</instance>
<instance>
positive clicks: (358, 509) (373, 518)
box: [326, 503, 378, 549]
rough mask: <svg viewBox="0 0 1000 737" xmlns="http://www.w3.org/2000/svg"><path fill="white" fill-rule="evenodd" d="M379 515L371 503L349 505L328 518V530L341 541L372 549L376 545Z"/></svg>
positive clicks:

****************

[TASK DETAILS]: Figure out how many lines of the material above hold the word "positive", and answer with that number only.

[ANSWER FOR THE TASK]: 2